● What you have to do: Write out the following listing's lines from the one with "Task: point out" to the one with "Target: gray hair", exactly, with both included and no others.

● Supplied information:
★ ★ ★ ★ ★
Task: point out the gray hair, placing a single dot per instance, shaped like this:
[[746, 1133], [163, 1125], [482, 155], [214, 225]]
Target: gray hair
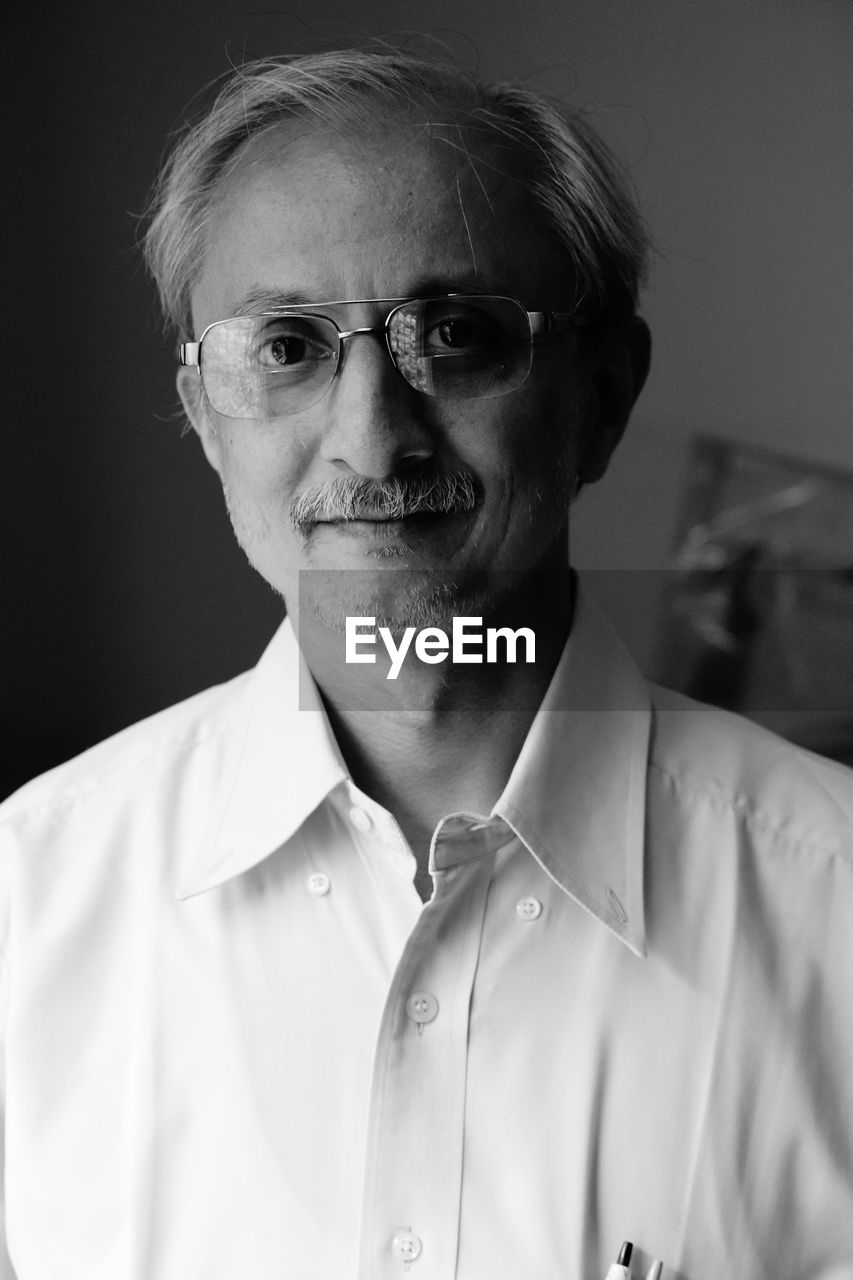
★ ★ ★ ★ ★
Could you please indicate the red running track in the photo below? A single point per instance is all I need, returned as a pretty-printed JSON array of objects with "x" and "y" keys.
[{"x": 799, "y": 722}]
★ ★ ★ ★ ★
● Answer to the exercise:
Task: point out the gray hair, placing a single dot per instance, shaped like this:
[[746, 1133], [163, 1125], [482, 155], [214, 225]]
Target: gray hair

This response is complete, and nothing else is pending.